(Saved data entries)

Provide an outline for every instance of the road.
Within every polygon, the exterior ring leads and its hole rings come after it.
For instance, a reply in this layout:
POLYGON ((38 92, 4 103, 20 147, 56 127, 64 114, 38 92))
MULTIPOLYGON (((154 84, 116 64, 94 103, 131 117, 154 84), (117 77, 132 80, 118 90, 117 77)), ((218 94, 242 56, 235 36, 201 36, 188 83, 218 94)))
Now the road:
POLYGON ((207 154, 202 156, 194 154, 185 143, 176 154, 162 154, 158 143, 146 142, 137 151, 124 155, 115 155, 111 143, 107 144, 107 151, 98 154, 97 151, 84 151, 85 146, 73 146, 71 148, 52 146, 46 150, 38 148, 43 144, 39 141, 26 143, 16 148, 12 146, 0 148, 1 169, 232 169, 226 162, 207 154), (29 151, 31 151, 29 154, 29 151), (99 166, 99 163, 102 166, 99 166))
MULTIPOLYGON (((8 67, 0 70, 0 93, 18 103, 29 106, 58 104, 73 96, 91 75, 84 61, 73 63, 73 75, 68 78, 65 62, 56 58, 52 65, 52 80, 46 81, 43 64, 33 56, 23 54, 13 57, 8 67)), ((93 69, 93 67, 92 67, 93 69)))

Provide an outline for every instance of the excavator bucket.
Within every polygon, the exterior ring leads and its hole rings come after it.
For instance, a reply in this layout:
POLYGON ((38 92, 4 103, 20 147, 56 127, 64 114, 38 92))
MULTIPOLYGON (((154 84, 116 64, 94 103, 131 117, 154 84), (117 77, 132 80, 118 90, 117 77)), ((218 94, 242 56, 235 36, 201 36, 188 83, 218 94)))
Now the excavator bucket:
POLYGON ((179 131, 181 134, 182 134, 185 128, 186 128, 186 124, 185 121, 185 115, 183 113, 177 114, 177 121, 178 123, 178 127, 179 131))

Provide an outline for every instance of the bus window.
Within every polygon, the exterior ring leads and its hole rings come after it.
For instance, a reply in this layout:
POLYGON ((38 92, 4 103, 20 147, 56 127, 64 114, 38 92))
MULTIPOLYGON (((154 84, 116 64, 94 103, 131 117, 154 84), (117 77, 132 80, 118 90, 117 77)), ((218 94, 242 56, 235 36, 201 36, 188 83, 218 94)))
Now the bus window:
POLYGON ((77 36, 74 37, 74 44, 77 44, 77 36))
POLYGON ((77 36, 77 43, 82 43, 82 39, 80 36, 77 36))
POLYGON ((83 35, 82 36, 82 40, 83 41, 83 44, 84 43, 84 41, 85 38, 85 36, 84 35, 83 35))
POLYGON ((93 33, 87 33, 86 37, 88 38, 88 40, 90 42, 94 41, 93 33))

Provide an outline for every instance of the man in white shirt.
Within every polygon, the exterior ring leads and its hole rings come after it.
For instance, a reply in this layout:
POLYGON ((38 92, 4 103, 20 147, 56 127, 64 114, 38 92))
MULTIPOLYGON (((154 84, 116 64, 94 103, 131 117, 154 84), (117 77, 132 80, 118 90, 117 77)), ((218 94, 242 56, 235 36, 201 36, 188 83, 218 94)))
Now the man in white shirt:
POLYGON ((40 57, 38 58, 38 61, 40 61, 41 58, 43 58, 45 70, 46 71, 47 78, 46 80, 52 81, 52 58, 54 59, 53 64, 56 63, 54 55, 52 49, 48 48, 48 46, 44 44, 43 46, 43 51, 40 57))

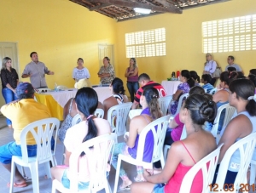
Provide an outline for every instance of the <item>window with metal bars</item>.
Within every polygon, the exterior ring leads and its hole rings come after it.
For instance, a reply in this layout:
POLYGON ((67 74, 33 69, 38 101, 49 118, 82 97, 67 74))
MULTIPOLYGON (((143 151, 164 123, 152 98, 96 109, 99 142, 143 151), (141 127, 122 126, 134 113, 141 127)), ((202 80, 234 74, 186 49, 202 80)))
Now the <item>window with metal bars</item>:
POLYGON ((166 29, 125 34, 126 58, 166 55, 166 29))
POLYGON ((202 23, 203 53, 256 50, 256 14, 202 23))

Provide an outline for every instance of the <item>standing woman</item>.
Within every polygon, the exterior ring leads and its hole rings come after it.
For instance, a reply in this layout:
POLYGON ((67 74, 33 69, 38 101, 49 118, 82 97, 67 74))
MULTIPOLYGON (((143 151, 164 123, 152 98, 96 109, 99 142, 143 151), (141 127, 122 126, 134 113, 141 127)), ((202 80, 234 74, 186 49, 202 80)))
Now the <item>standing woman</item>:
MULTIPOLYGON (((2 94, 8 104, 17 99, 15 88, 19 82, 19 77, 15 69, 12 68, 12 60, 5 57, 3 60, 3 68, 1 70, 1 82, 2 82, 2 94)), ((6 119, 9 128, 12 128, 12 122, 6 119)))
POLYGON ((203 74, 211 75, 211 77, 212 78, 211 82, 209 82, 209 83, 212 84, 214 87, 216 78, 212 77, 212 74, 216 71, 216 68, 218 67, 218 65, 217 65, 216 61, 214 61, 212 60, 212 56, 211 54, 207 53, 207 55, 206 55, 206 58, 207 58, 207 62, 205 63, 205 68, 204 68, 203 74))
POLYGON ((73 78, 79 82, 80 79, 90 78, 90 73, 87 68, 84 67, 84 60, 78 59, 78 66, 73 70, 73 78))
POLYGON ((98 72, 98 77, 101 78, 101 84, 111 84, 114 78, 114 71, 108 57, 104 57, 103 65, 98 72))
POLYGON ((127 77, 127 88, 130 93, 131 101, 133 103, 134 95, 139 88, 138 68, 135 58, 130 59, 130 67, 126 69, 125 77, 127 77))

REQUEST: Return, unchanged, every line of the rows from the very first one down through the line containing "POLYGON ((179 131, 181", including that line.

EXERCISE OUTPUT:
Provide an outline for every instance of the road.
Within every polygon, the exterior ring leads and its hole rings come after it.
For instance, a reply in this layout:
POLYGON ((38 92, 4 103, 20 147, 56 127, 64 114, 38 92))
MULTIPOLYGON (((154 84, 116 64, 94 103, 131 117, 154 84), (117 77, 132 80, 118 90, 117 77)), ((218 94, 242 56, 235 36, 201 36, 188 83, 218 94)))
Now the road:
POLYGON ((207 154, 202 156, 194 154, 185 143, 176 154, 162 154, 158 143, 146 142, 137 151, 124 155, 115 155, 111 143, 107 144, 107 151, 98 154, 97 151, 84 151, 85 146, 73 146, 71 148, 52 146, 46 150, 38 148, 43 144, 39 141, 26 143, 16 148, 12 146, 0 148, 1 169, 232 169, 226 162, 207 154), (29 151, 31 151, 29 154, 29 151), (99 166, 99 163, 102 166, 99 166))
MULTIPOLYGON (((8 67, 0 70, 0 93, 18 103, 29 106, 58 104, 73 96, 91 75, 84 61, 73 63, 73 75, 68 78, 65 62, 56 58, 52 65, 52 80, 46 81, 43 64, 33 56, 23 54, 13 57, 8 67)), ((93 69, 93 67, 92 67, 93 69)))

Provide an outline for every instance of the excavator bucket.
Within every polygon, the exterior ring leads and its hole rings come after it.
For instance, a reply in this layout:
POLYGON ((38 92, 4 103, 20 147, 56 127, 64 114, 38 92))
MULTIPOLYGON (((154 84, 116 64, 94 103, 131 117, 154 84), (117 77, 132 80, 118 90, 117 77)), ((218 94, 242 56, 235 36, 201 36, 188 83, 218 94)))
Now the excavator bucket:
POLYGON ((179 131, 181 134, 182 134, 185 128, 186 128, 186 124, 185 121, 185 115, 183 113, 177 114, 177 121, 178 123, 178 127, 179 131))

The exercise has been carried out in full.